> **Recorded data**
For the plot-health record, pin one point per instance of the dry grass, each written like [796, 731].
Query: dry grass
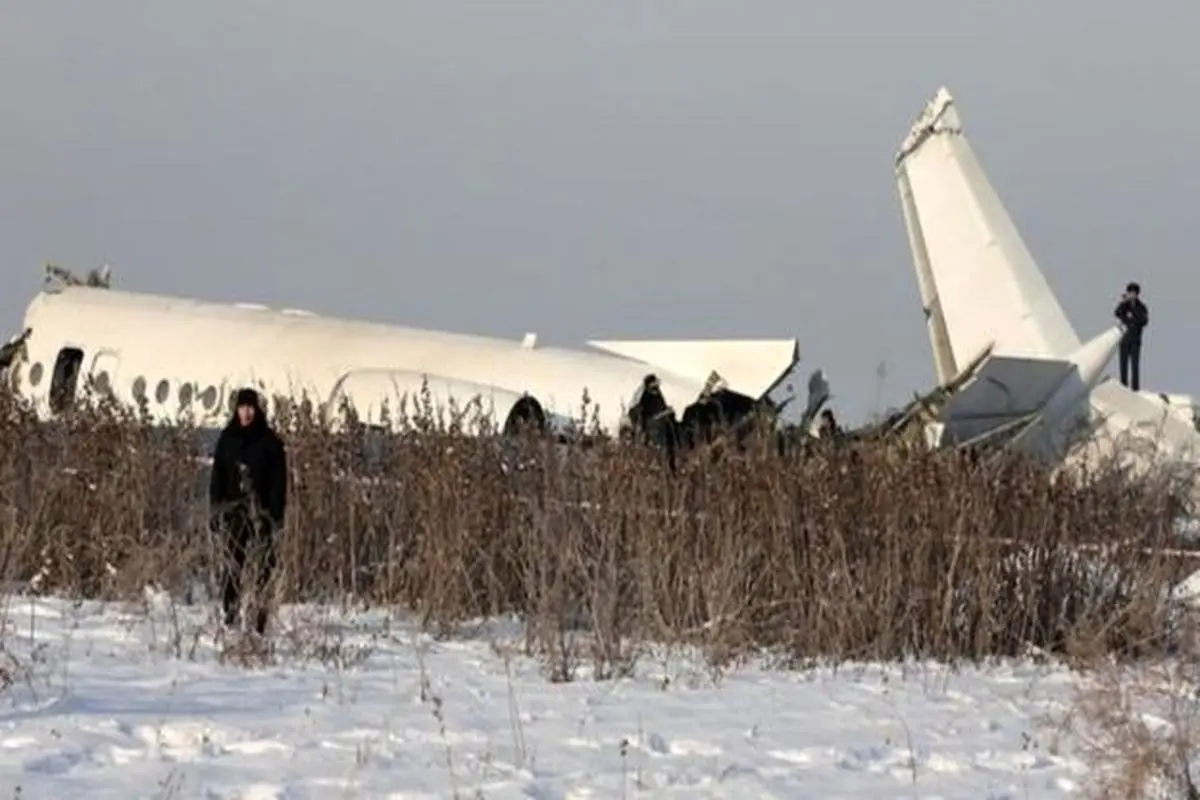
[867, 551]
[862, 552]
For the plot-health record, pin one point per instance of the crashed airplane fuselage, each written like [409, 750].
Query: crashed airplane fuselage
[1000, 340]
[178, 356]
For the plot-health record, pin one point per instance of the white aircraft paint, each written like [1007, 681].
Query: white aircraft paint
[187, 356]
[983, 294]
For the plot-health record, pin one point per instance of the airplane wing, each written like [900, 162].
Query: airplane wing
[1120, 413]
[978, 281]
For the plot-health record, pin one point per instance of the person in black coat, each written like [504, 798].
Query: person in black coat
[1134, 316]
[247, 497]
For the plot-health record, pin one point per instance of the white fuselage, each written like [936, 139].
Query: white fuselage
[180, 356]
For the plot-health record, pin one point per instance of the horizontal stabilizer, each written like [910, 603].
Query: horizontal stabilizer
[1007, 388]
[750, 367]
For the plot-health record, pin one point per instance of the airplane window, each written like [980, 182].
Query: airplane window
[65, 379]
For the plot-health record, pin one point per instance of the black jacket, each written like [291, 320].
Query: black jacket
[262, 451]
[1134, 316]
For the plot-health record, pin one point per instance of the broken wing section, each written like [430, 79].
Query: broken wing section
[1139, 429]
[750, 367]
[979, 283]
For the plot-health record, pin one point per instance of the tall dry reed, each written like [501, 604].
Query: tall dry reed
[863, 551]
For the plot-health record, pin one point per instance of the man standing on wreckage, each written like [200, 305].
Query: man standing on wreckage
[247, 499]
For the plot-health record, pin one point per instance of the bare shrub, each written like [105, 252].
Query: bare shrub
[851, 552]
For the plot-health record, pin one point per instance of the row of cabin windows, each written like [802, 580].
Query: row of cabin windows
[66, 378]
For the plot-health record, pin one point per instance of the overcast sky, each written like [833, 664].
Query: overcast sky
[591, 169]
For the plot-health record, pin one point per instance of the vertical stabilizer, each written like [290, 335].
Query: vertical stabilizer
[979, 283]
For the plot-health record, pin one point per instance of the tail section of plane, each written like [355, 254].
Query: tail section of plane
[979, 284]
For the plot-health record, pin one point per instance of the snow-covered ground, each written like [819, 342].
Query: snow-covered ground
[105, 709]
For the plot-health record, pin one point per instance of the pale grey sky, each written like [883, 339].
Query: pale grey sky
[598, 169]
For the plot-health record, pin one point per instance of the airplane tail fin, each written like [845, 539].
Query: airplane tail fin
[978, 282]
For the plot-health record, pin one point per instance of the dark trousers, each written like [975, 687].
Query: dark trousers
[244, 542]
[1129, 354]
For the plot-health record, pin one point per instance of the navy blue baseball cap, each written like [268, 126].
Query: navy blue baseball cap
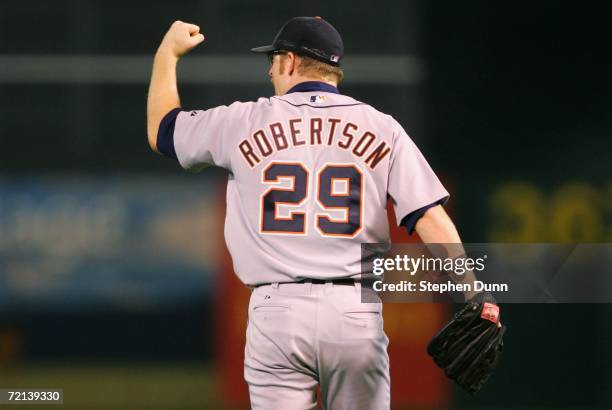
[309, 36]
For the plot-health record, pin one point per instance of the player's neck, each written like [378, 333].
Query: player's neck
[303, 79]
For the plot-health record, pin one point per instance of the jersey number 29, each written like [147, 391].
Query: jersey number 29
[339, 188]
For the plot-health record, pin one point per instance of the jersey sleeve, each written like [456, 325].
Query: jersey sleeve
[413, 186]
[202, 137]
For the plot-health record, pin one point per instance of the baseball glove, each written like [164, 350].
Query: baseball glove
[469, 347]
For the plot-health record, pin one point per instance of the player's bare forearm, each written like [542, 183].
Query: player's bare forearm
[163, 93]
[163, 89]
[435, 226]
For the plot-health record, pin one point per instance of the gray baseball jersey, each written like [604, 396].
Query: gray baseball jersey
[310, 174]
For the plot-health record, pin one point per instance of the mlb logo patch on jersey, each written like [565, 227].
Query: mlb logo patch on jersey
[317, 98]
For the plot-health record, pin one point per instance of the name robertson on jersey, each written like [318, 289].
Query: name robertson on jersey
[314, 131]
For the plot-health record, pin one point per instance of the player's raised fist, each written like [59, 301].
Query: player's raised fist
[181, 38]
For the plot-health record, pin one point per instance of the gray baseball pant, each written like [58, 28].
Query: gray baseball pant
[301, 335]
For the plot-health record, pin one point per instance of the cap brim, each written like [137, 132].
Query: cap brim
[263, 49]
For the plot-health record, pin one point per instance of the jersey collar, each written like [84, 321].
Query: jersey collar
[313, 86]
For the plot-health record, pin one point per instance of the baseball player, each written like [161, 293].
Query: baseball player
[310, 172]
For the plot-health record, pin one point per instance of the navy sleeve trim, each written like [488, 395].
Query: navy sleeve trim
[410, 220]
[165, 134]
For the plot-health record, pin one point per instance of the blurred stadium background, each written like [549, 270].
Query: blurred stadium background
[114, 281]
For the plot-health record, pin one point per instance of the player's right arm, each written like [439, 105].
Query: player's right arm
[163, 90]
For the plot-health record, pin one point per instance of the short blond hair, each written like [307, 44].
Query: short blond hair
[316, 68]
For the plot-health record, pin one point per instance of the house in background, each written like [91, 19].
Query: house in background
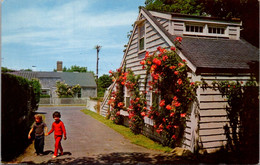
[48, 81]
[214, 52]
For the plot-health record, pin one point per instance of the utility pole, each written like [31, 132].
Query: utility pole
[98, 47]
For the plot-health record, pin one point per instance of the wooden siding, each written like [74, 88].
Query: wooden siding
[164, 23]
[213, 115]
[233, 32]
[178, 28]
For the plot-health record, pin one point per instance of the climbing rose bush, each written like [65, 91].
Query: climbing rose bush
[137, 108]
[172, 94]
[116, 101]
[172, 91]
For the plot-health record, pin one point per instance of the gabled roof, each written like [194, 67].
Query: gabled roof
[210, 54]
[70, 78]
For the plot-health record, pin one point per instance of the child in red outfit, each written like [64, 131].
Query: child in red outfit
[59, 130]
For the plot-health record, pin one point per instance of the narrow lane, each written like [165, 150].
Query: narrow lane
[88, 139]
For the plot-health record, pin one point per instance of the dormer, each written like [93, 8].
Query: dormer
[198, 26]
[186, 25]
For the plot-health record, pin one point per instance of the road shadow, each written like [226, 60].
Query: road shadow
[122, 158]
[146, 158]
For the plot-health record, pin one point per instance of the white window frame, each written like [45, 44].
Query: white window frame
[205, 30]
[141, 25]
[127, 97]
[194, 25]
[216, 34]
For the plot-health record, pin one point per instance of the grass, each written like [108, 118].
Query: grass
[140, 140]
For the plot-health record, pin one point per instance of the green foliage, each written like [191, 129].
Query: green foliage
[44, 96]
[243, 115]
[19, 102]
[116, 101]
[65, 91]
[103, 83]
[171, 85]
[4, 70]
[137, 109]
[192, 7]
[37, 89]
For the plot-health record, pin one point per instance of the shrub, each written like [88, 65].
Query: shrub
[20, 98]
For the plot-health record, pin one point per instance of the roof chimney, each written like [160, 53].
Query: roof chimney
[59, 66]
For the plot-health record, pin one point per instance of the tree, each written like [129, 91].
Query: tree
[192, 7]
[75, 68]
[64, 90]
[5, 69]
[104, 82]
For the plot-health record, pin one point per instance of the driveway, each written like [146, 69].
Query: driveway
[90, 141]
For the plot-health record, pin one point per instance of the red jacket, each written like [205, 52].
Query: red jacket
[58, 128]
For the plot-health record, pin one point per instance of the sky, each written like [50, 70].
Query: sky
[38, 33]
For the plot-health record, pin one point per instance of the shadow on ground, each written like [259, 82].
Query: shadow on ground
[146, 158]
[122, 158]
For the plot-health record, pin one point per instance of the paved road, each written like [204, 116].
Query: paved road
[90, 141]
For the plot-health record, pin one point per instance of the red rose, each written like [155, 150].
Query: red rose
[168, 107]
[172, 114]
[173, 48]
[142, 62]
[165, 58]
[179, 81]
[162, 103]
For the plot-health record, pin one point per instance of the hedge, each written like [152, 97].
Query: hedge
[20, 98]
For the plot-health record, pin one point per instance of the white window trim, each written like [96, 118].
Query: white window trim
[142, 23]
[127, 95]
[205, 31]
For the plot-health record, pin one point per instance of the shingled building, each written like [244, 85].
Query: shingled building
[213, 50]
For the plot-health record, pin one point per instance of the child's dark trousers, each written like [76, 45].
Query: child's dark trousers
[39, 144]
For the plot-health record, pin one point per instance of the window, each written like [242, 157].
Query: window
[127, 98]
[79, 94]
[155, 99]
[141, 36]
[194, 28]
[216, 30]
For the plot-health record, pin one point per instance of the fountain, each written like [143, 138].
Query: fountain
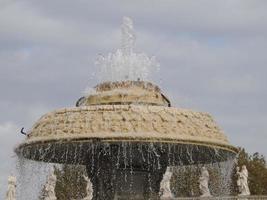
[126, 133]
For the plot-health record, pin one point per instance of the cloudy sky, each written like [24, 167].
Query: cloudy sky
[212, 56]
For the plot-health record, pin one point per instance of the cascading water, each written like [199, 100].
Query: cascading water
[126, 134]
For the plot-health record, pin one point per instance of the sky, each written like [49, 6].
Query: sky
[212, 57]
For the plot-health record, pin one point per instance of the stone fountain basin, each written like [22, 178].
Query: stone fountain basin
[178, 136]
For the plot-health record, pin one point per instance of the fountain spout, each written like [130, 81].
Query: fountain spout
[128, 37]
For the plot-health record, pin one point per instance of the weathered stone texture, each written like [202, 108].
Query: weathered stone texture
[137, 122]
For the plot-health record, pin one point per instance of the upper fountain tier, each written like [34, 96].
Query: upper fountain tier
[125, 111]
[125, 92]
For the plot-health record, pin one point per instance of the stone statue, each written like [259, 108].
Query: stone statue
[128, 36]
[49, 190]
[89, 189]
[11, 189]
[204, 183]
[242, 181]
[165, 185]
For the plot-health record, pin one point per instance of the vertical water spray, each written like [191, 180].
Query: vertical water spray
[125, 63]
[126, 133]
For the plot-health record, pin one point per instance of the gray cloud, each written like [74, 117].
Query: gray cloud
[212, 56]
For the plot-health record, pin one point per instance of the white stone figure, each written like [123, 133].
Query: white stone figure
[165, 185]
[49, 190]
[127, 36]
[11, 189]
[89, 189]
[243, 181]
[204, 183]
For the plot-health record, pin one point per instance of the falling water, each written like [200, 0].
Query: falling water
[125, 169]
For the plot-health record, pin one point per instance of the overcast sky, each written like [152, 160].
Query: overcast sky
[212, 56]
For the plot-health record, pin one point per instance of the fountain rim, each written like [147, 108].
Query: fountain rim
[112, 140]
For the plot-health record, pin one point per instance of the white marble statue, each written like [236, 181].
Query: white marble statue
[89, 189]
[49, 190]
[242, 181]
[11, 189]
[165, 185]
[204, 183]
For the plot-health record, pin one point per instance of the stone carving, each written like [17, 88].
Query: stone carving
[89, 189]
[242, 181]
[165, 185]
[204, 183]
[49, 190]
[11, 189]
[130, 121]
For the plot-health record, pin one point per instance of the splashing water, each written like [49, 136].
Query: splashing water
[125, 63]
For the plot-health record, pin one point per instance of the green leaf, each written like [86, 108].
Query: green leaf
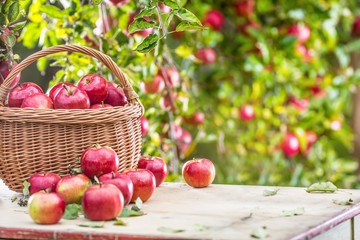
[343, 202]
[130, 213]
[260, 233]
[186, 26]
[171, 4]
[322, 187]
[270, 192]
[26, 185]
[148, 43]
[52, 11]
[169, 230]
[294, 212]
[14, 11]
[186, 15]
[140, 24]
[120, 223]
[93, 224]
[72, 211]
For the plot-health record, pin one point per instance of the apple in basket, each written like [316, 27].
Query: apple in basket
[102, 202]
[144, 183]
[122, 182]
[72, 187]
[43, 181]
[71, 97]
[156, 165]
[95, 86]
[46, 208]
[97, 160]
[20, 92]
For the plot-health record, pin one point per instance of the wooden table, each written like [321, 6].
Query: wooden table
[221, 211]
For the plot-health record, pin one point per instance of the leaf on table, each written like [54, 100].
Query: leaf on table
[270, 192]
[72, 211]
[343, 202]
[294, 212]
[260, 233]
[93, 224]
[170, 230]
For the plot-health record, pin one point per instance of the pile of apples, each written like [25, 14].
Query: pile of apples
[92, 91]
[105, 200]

> **Task**
Output exactly the lines above, from the line with "Query: airplane tail fin" to the line with "like [604, 396].", both included; skip the pictures.

> **Answer to this problem**
Query: airplane tail fin
[978, 282]
For the plot-health record, pin one point per instance of the dark trousers, each written like [975, 687].
Query: dark trousers
[244, 542]
[1129, 354]
For the plot-health record, pin one point per instance of the navy blue baseball cap, each written like [268, 126].
Query: navy blue baseball cap
[309, 36]
For the plot-health record, pin one point per instance of the player's neck, each written like [378, 333].
Query: player's neck
[303, 79]
For the plot-health record, pin one point per instance of the jersey number 29, each written like [147, 391].
Query: jersey number 29
[339, 188]
For the plot-health record, pin one point per instance of the jersey sleeve, each written like [456, 325].
Query: jersey sleeve
[413, 186]
[202, 137]
For the plot-health record, pin one point per instance of the baseball glove, each written like [164, 350].
Query: baseball glove
[469, 347]
For the plot-health record, pin one point per instance of the player's bare forearm, each written like [542, 183].
Query: player's bare forearm
[163, 93]
[163, 89]
[435, 226]
For the plot-health record, pin one point per instance of the gray baseball jersey, each written like [604, 396].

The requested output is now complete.